* [EXERCISE INSTRUCTIONS]
1: Decide whether each statement agrees with the probe-type table: (a) the library probe is contained by a pinned version, (b) the prompt probe permits persistent writes, (c) a step that cannot be reversed needs explicit approval at the Phase 1 entry gate. Answer yes or no for each and quote the words of the table that decide it.
2: Please rewrite the probe-type table from "All probe types: safe-to-fail, minimal" up to and including "1 entry gate.", replacing "reversible" with "undoable".
3: In the probe-type table, what containment applies to the integration probe?

* [TEXT BLOCK]
··········

Type	What is probed	Typical steps	Containment
architecture	Structural feasibility — can this design hold?	Scaffold minimal implementation, run against real constraints	Worktree isolation, no prod writes
library	Fit of an external library or tool	Install, write minimal integration test, observe behavior	Sandboxed env, pinned version
prompt	LLM behavior under specific conditions	Run prompt variants, collect outputs, compare against criteria	Stateless, no persistent writes
integration	Compatibility between two systems	Send minimal real requests, observe response shape and error surface	Read-only or staging environment
design	User or team response to a design decision	Prototype minimal artifact, present to stakeholder, sense reaction	No code commitment

All probe types: safe-to-fail, minimal footprint, reversible by default. If a step cannot be reversed, it must be explicitly approved at Phase 1 entry gate.

··········

* [PROVIDED DATA]
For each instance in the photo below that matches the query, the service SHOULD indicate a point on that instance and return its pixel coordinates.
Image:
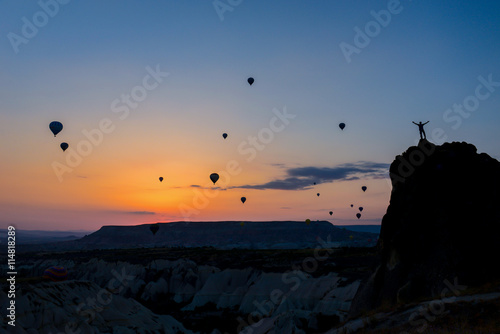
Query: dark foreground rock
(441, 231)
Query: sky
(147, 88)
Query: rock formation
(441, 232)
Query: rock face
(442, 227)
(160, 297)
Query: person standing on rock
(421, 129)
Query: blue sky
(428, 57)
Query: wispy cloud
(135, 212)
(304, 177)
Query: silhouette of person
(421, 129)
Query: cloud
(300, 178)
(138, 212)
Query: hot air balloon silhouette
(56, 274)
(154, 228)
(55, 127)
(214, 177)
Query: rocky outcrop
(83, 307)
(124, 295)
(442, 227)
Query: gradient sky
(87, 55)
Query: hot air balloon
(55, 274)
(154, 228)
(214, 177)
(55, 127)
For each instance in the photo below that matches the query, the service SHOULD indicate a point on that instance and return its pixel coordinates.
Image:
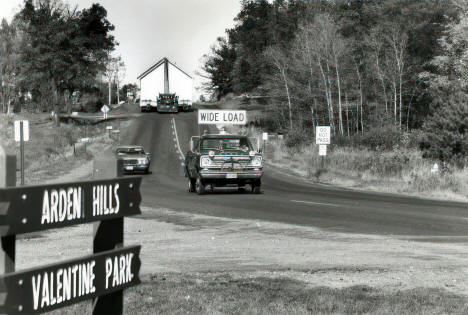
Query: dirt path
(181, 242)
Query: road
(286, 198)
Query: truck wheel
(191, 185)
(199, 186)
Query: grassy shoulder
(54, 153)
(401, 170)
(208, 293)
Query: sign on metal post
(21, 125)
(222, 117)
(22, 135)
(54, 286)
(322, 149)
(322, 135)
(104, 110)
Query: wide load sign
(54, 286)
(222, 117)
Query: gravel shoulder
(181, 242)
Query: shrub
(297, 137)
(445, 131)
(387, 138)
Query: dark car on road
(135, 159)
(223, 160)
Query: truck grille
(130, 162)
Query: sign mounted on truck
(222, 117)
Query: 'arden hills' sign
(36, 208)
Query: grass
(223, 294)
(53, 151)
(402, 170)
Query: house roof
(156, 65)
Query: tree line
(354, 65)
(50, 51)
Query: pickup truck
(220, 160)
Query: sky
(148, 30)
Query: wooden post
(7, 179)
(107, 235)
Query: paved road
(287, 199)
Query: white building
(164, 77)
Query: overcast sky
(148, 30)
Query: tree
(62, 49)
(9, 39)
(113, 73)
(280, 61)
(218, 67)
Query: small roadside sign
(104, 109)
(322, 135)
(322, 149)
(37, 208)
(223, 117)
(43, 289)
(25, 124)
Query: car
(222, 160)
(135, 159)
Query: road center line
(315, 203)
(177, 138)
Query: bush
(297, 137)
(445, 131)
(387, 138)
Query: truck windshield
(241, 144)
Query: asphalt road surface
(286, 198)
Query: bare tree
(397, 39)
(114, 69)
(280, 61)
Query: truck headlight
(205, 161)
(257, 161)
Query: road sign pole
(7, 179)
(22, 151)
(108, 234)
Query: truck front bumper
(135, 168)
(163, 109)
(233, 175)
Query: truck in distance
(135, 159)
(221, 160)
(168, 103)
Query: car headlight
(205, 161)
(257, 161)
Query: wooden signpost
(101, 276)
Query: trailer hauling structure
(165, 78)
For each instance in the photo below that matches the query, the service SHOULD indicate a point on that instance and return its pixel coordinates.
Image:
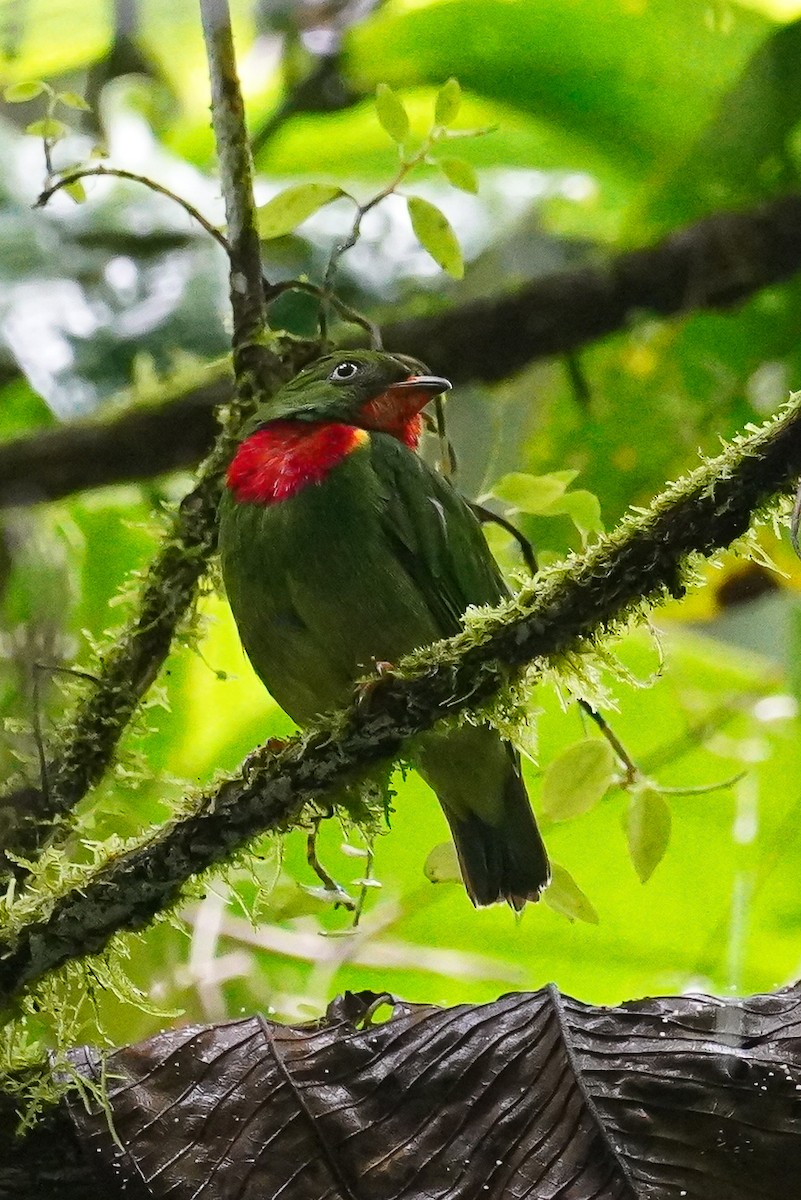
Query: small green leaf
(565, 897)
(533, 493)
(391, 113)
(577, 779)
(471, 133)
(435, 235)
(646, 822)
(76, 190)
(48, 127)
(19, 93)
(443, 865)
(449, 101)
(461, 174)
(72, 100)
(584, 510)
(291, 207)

··········

* [EXERCISE SOLUTIONS]
1:
(a) Yes: "Sandboxed env, pinned version"
(b) No: "Stateless, no persistent writes"
(c) Yes: "it must be explicitly approved at Phase 1 entry gate"

2:
All probe types: safe-to-fail, minimal footprint, undoable by default. If a step cannot be reversed, it must be explicitly approved at Phase 1 entry gate.

3: Read-only or staging environment